◆ **Task directions**:
Reproduce the listing from the line containing "Identify the blue t-shirt" through its end, replacing "trash bags" with "garbage bags" and leaving everything else unchanged.

◆ **The records**:
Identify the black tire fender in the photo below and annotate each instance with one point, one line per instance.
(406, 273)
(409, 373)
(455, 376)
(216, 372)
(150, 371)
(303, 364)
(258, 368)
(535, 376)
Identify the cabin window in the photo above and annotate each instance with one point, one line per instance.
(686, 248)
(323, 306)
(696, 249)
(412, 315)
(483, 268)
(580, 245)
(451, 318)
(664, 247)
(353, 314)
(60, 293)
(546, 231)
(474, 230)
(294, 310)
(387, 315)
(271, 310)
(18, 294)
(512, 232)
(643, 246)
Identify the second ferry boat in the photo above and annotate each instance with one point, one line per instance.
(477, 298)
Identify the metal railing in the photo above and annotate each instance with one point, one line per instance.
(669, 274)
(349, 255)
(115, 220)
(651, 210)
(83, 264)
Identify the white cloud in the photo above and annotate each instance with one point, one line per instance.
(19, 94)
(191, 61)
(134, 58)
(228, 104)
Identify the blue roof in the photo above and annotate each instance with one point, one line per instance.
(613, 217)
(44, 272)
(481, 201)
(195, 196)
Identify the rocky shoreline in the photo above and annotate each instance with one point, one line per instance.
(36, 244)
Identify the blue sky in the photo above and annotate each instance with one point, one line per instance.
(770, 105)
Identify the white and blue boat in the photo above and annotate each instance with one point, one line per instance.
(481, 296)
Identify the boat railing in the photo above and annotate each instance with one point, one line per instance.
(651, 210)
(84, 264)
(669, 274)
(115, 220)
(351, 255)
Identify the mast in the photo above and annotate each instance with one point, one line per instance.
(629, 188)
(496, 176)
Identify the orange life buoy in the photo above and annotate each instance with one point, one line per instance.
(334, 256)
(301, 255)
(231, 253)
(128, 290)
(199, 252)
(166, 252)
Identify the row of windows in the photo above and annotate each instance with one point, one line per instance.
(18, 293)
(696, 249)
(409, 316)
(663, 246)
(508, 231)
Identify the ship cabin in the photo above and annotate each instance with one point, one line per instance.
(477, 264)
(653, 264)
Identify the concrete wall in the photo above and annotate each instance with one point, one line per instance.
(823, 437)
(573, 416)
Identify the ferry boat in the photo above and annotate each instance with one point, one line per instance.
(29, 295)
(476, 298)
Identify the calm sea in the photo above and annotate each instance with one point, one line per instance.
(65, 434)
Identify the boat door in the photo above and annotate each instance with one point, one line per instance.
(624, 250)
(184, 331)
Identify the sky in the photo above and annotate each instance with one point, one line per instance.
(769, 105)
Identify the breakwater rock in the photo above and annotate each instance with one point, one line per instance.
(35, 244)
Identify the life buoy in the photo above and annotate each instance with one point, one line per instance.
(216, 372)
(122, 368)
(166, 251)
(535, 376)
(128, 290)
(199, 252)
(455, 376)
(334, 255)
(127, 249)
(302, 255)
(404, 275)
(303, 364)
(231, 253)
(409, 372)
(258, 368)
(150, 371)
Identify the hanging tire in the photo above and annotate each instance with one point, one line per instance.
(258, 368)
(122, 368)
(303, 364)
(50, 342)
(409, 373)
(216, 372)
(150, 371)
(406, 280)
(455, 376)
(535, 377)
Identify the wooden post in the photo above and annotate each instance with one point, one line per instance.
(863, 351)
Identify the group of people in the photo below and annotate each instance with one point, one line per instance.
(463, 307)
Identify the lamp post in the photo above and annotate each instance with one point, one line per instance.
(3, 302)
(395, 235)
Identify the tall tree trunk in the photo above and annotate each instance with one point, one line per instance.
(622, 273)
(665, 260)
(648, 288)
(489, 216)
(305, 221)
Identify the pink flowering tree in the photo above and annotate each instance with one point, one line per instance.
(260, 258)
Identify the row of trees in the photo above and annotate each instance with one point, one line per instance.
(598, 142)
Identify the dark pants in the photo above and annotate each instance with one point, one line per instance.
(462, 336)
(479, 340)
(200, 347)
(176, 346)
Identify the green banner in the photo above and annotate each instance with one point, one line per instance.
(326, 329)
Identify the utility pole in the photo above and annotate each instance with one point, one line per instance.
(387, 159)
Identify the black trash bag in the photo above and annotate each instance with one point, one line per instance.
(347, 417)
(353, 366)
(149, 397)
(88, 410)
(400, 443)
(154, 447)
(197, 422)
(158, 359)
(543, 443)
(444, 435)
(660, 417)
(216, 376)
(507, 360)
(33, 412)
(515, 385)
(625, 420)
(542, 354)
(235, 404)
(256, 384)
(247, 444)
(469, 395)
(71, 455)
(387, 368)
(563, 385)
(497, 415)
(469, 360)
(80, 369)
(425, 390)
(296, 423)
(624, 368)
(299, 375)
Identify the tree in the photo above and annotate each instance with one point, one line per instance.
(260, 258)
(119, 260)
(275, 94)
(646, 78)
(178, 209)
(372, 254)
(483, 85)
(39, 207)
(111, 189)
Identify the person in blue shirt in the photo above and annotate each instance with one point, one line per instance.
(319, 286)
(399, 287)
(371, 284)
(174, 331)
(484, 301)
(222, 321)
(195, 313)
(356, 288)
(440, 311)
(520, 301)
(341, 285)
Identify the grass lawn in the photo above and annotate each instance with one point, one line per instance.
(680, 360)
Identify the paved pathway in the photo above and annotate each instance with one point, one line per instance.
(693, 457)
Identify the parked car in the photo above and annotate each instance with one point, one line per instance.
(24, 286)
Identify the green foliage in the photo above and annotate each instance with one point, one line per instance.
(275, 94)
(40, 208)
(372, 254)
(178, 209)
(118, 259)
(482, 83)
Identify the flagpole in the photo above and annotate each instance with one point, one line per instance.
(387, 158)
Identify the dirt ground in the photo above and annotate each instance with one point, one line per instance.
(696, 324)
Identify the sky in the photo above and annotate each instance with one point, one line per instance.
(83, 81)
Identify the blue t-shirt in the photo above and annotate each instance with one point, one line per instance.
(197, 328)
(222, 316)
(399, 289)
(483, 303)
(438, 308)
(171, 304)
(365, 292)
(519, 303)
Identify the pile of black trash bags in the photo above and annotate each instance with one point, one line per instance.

◆ **Result**:
Identify the blue t-shirt in the photo above and annotate each instance with one point, one line per instance.
(197, 328)
(222, 316)
(399, 289)
(483, 303)
(438, 308)
(171, 304)
(365, 292)
(519, 303)
Identify the pile of black garbage bags in the photo above and annotate each instance with one point, one line per instance.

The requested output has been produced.